Input records: Begin
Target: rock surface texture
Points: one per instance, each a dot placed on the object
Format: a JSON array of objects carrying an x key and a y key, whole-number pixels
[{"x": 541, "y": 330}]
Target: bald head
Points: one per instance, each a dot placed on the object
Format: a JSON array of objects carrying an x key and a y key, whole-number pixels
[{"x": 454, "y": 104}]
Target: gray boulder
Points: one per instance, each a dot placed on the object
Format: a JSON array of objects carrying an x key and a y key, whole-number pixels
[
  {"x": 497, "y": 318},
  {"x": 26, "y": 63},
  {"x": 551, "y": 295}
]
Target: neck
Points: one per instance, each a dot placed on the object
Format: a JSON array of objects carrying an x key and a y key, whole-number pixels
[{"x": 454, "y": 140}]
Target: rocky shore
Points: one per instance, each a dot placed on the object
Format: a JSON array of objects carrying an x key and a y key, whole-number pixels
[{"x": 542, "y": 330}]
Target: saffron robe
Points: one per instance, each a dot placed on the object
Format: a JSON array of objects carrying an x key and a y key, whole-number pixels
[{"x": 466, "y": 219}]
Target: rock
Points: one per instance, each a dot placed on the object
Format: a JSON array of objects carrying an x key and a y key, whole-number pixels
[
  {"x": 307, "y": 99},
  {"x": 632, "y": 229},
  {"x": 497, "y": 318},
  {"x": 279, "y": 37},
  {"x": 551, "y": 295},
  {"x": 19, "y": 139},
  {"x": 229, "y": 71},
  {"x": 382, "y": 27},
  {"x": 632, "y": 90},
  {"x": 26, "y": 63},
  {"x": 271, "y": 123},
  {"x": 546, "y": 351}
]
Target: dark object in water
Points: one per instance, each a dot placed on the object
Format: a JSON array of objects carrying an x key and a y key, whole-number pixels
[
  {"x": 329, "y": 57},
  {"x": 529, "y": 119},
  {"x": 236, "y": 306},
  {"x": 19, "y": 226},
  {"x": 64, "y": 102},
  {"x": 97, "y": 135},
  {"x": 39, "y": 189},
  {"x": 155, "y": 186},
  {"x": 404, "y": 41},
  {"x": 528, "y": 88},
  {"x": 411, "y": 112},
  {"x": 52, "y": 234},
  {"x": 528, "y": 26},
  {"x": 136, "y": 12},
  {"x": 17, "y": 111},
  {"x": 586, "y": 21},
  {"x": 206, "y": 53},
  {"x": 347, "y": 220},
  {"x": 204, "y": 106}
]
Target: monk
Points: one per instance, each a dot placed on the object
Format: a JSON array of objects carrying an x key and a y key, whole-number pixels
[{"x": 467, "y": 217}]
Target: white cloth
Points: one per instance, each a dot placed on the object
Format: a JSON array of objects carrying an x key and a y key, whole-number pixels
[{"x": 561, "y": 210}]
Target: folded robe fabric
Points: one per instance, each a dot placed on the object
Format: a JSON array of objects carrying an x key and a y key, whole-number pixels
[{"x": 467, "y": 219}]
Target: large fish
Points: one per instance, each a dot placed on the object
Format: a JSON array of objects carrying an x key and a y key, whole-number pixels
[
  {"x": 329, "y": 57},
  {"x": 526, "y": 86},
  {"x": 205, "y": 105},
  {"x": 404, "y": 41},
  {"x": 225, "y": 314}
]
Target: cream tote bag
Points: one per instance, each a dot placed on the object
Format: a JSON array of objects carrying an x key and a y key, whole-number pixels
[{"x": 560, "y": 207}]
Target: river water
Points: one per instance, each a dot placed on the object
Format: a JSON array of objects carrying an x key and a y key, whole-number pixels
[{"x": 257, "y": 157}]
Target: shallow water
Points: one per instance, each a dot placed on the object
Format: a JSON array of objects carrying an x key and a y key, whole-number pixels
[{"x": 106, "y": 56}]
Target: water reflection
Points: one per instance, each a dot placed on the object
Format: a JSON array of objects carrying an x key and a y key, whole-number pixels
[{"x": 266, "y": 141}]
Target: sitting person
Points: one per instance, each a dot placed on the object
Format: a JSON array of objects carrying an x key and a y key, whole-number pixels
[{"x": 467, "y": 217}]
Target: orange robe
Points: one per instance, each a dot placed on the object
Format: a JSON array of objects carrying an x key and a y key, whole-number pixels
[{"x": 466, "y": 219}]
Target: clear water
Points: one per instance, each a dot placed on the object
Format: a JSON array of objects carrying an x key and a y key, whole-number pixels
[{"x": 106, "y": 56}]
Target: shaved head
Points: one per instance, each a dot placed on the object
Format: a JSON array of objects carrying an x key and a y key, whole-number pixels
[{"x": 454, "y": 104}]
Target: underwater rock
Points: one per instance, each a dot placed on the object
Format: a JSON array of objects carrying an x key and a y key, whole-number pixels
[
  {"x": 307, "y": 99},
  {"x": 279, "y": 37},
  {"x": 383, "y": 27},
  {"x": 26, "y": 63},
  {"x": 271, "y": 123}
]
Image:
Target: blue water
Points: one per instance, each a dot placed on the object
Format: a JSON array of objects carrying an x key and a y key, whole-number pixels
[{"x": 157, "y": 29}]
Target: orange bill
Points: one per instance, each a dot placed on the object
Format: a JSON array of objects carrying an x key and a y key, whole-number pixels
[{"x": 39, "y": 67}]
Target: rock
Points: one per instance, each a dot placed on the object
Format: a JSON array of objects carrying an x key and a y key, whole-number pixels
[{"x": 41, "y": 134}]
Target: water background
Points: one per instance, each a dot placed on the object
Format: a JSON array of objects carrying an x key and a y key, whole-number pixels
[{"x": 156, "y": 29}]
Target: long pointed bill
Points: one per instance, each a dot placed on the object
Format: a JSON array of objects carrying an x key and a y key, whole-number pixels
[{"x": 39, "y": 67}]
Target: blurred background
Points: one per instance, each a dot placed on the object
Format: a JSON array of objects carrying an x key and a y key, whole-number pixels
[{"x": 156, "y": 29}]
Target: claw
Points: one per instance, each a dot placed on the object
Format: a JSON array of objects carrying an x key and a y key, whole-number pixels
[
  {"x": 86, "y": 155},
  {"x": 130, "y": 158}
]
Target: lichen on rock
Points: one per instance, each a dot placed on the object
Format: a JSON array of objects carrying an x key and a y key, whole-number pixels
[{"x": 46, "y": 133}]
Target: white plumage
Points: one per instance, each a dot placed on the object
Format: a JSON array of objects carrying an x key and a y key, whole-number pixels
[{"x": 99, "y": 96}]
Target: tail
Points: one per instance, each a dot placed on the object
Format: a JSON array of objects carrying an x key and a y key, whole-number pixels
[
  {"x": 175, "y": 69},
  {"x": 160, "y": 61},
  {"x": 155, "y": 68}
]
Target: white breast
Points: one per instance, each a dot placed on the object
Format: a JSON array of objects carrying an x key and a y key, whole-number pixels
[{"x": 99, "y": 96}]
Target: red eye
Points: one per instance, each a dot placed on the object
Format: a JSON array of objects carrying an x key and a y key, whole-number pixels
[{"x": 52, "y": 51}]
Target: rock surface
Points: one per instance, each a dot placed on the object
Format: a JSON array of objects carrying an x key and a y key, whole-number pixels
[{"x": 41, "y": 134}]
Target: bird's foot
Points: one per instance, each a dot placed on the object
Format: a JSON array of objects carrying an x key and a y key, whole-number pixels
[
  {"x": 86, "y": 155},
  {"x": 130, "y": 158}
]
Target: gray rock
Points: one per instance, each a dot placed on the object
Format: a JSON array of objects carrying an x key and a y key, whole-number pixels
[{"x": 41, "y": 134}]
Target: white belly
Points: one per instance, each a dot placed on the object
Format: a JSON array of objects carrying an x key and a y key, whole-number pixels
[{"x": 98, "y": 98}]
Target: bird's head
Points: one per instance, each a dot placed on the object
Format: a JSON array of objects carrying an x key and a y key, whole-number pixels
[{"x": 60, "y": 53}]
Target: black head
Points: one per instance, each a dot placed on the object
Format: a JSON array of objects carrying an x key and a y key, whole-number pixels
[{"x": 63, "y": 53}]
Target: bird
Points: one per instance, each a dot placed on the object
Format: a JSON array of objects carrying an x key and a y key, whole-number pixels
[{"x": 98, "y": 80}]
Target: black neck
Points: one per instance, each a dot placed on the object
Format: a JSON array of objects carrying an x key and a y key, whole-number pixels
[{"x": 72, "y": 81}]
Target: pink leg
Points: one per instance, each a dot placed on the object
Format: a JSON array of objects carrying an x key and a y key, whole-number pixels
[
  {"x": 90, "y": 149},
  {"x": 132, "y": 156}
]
Input records: End
Input records: Begin
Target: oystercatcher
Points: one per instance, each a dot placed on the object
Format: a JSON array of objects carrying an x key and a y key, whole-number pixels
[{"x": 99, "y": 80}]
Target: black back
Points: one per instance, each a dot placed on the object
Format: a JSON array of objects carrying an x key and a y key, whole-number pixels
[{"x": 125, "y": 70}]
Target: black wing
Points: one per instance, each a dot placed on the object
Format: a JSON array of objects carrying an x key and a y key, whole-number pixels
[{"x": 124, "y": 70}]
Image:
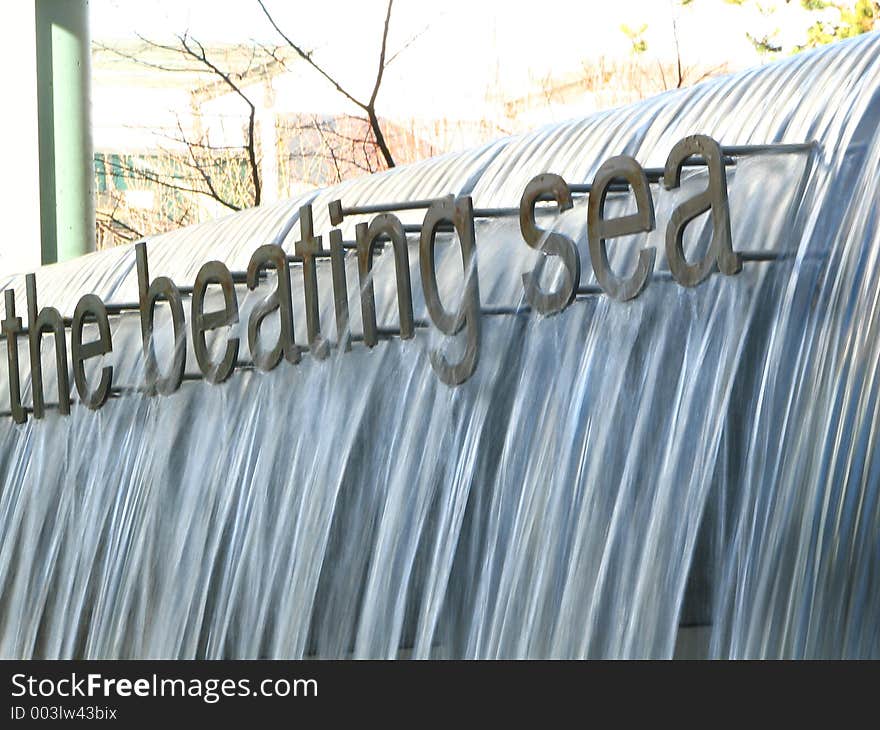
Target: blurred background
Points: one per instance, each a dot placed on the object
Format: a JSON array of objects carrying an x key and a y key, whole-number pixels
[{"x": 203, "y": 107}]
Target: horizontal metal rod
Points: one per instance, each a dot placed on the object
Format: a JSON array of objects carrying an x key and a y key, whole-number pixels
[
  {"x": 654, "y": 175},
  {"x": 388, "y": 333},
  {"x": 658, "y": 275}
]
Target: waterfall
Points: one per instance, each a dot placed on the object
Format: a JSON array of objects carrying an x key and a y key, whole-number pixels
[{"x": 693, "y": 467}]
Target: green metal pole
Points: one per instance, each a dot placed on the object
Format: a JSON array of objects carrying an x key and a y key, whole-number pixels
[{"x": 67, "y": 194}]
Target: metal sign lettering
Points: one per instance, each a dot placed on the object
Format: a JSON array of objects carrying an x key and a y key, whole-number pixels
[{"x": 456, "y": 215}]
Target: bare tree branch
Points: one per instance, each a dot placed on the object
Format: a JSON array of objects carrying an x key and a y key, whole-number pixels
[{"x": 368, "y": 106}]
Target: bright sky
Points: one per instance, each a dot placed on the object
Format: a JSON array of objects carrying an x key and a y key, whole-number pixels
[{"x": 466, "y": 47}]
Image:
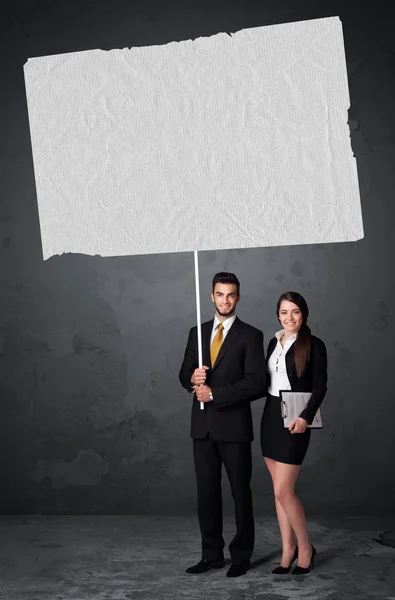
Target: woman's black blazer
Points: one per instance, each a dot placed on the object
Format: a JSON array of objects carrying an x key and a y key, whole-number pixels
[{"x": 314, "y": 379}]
Input records: End
• _Activity_: Gather all lines from the listing above in which "metal" occurs.

• _Expected answer_:
Target: horizontal metal rod
Target: green metal pole
Target: metal sign lettering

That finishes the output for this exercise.